Raw records:
------------------------------

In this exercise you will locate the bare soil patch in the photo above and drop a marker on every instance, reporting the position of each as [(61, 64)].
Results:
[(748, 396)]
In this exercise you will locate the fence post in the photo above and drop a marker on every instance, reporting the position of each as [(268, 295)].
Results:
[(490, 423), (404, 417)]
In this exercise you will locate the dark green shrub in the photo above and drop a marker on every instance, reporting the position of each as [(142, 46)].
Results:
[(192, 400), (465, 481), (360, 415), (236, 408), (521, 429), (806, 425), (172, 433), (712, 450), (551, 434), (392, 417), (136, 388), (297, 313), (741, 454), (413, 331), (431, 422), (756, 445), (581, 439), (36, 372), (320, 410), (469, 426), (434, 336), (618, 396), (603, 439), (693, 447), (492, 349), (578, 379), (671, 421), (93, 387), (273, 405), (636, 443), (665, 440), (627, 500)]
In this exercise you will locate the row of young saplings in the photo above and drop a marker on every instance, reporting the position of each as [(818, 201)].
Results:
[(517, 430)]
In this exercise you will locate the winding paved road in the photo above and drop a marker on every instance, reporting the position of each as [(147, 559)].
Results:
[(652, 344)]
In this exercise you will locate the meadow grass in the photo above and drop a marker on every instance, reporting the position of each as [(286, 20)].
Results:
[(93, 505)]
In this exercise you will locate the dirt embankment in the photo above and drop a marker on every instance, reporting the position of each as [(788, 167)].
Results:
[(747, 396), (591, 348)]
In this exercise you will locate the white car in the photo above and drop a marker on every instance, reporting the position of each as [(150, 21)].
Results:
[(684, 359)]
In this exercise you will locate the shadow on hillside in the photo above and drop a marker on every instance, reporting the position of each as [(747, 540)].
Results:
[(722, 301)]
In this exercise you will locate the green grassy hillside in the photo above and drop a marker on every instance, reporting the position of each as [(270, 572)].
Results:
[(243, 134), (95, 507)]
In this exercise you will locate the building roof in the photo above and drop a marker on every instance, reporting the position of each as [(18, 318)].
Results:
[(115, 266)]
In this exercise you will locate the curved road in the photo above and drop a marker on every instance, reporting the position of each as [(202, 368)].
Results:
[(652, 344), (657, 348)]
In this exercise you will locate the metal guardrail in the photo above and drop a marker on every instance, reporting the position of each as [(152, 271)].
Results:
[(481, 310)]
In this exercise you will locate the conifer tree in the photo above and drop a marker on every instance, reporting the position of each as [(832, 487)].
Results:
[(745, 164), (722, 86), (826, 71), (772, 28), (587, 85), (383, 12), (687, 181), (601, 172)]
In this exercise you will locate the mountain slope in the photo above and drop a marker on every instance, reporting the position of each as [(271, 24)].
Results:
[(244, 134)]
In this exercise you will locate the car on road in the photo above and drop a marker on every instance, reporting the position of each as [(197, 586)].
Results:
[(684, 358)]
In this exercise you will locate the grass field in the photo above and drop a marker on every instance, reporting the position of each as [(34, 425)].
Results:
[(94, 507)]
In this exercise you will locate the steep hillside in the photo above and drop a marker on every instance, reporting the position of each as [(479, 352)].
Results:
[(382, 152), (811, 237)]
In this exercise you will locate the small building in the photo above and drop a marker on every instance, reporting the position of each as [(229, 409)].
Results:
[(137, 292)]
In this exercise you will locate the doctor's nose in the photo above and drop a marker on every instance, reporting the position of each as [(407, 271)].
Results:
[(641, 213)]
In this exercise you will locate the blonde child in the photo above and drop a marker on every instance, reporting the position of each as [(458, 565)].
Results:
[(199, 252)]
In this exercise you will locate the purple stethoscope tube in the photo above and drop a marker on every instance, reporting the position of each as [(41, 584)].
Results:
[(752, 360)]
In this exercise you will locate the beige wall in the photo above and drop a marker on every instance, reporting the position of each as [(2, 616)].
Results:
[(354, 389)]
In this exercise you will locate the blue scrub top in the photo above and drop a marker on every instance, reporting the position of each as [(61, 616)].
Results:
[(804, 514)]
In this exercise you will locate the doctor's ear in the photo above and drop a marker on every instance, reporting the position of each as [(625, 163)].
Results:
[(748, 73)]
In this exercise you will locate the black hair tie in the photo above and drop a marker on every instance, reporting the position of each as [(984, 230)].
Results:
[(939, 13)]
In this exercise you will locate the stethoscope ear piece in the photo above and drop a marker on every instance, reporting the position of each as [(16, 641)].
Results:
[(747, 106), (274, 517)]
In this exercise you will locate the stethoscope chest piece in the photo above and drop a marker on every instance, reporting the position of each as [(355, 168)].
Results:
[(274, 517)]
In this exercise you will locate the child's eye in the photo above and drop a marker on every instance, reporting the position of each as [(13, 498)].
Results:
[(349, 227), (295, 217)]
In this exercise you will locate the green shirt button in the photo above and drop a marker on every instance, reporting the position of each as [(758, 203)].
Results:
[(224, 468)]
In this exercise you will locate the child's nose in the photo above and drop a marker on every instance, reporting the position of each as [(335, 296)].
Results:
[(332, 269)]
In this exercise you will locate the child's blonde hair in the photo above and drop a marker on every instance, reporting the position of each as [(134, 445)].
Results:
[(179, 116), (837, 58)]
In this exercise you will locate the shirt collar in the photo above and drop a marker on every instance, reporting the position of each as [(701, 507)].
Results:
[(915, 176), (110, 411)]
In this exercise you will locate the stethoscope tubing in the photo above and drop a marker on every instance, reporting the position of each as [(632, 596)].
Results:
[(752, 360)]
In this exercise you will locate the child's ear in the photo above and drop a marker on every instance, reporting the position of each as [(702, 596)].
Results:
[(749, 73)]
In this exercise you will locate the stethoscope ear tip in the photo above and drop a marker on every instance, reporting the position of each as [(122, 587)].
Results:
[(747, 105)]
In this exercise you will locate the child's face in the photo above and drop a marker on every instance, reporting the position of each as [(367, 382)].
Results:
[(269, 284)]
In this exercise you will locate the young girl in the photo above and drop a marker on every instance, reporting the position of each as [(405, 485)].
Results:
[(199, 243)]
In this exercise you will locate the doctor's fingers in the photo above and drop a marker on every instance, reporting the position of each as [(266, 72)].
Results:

------------------------------

▶ _WRITTEN TASK_
Reproduce all of the items above verbatim.

▶ _EXERCISE RESPONSE_
In this exercise you will locate the bare soil patch in the photo above and drop a marker on every instance, reporting the position of each as [(61, 64)].
Results:
[(748, 396)]
In this exercise you will locate the fence post in the photo above and drop a marker on every instance, reporting the position of each as [(268, 295)].
Results:
[(490, 423), (404, 417)]
In this exercise you will locate the dark green shrub in the photo above and drop a marker on every instance, reporting the position of each as [(142, 46)].
Results:
[(192, 400), (465, 481), (360, 415), (236, 408), (521, 429), (806, 425), (172, 433), (712, 450), (551, 434), (392, 417), (136, 388), (297, 313), (741, 454), (413, 331), (431, 422), (756, 445), (581, 439), (36, 372), (320, 410), (469, 426), (434, 336), (618, 396), (603, 439), (693, 447), (492, 349), (578, 379), (671, 421), (93, 387), (273, 405), (636, 443), (665, 440), (627, 500)]
In this exercise you will locate the row of young saplings in the photo above and drop a marker on every instance, reporting the position of each as [(818, 201)].
Results:
[(517, 430)]
In this exercise you will locate the winding paved road in the photo above and drop a marker on every instance, reporting the position of each as [(147, 559)].
Results:
[(652, 344)]
In this exercise you will locate the meadow grass in the photo above and drop a marker on every instance, reporting the position of each as [(286, 20)].
Results:
[(93, 505)]
In this exercise you will locate the dirt embankment in the photo above and drop a marker on every instance, reporting the position of each as [(788, 167)].
Results:
[(747, 396), (591, 348)]
In this exercise you will locate the white car in the photo above and drop a marker on every instance, reporting the position of each as [(150, 21)].
Results:
[(684, 359)]
In this exercise you will locate the shadow on hillside in the photo above and drop a marker on every instance, reporting the position of each as [(747, 540)].
Results:
[(722, 301)]
In this exercise you will locate the green grassy hillside in the photo above and drop a marker on every instance, reporting the position of each as [(270, 572)].
Results:
[(243, 134), (95, 507)]
In this exercise you will locate the building roof in the photo above and drop a marker on every instance, reporting the position of each as [(18, 318)].
Results:
[(115, 266)]
In this exercise you will locate the curved road in the photo above and drop a marker on every instance, reporting the position of each as [(202, 368)].
Results:
[(652, 344), (657, 348)]
In this exercise you will locate the metal guardrail in the photo above and drop a marker on every instance, reporting the position of each as [(152, 271)].
Results:
[(481, 310)]
In this exercise you will locate the conifer tree in the photo above and drop a marker on every instance, reporting the position of each as [(832, 487)].
Results:
[(745, 164), (722, 86), (826, 71), (772, 28), (587, 85), (383, 12), (687, 181), (601, 172)]
In this exercise you will locate the mountain slope in the photo above and drop a marker on every instance, reporting the position of each as [(271, 24)].
Results:
[(244, 134)]
In this exercise you will locate the car on road in the photo above and drop a marker on every instance, reporting the position of each as [(197, 586)].
Results:
[(684, 358)]
In this exercise you will locate the grass field in the photo above and drop a marker on every instance, reporting the position of each as [(34, 425)].
Results:
[(94, 507)]
In this exercise you will locate the steep hillside in the photo above and drop a marker on every instance, reporting the position of each as [(479, 352)].
Results:
[(382, 152), (811, 237)]
In this exercise you will locate the small building in the photo above and drop a marker on every instance, reporting the position of each as [(229, 409)].
Results:
[(137, 292)]
In this exercise you will locate the doctor's nose in the photo above and drop a marker on every instance, reporting the position of each as [(407, 271)].
Results:
[(641, 213)]
In this exercise you will locate the blonde child in the photo above and drop a marker on every instance, reporting the position of each as [(458, 565)].
Results:
[(199, 252)]
In this exercise you will locate the purple stethoscope tube in the photo above and drop a marker on every instance, reporting the position of each as [(41, 584)].
Results:
[(752, 360)]
In this exercise you will locate the beige wall in the photo above and drop a marker on every instance, reporting the position of each as [(2, 616)].
Results:
[(354, 389)]
In this exercise you will locate the blue scrub top in the photo above and drop a marker on every instance, reporting the position of each as [(61, 616)].
Results:
[(804, 514)]
In this exercise you will locate the doctor's ear in the photo above and drop a marker on every instance, reporting the position of each as [(625, 163)].
Results:
[(748, 73)]
In this exercise you will locate the black hair tie in the photo above and drop a marker on every instance, reporting the position of each as [(984, 230)].
Results:
[(939, 13)]
In this exercise you will locate the stethoscope ear piece in the photo above and drop a marker on every instance, reporting the position of each as [(16, 641)].
Results:
[(747, 106), (274, 517)]
In this exercise you will locate the stethoscope chest piece in the photo above and drop a marker on every instance, reporting the position of each as [(355, 168)].
Results:
[(274, 517)]
In this exercise you will locate the child's eye in the photo above and drop a marker on every instance, reporting the position of each as [(13, 498)].
Results:
[(349, 227), (295, 217)]
In this exercise you will locate the green shirt button in the photo above and drop a marker on every instance, reporting the position of each as [(758, 203)].
Results:
[(224, 468)]
In this exercise you will locate the child's nose in the photo above and drop a marker on every instance, reporting the position of each as [(335, 296)].
Results:
[(332, 269)]
In this exercise you will locate the child's blonde hair in the photo above and drop a marker on every instance, reporting the position of each as [(134, 445)].
Results:
[(179, 116), (837, 58)]
In this exercise you will locate the shirt collar in the photo above and drop a marker on every instance, reporting the position of each as [(701, 507)].
Results:
[(915, 176), (110, 411)]
In this exercise you will locate the stethoscope tubing in the photo above and drop a marker on every instance, reporting the position of each as [(632, 596)].
Results:
[(752, 360)]
In this exercise you will locate the child's ear in the photo above and drop a marker on every instance, reporting the position of each as [(702, 596)].
Results:
[(749, 73)]
In this exercise you will locate the stethoscope ear tip in the photo above and drop a marker on every instance, reporting the position of each as [(122, 587)].
Results:
[(747, 105)]
In this exercise you will locate the child's face in the photo above and drop a marker on every instance, reporting the position of each as [(367, 382)].
Results:
[(269, 284)]
In this exercise you will locate the young girl in the photo above and drop a marker on every instance, reporting the position of each as [(405, 485)].
Results:
[(199, 243)]
In this exercise you will locate the doctor's fingers in the photo above and drop a marker on every instance, reporting the position of each as [(266, 72)].
Results:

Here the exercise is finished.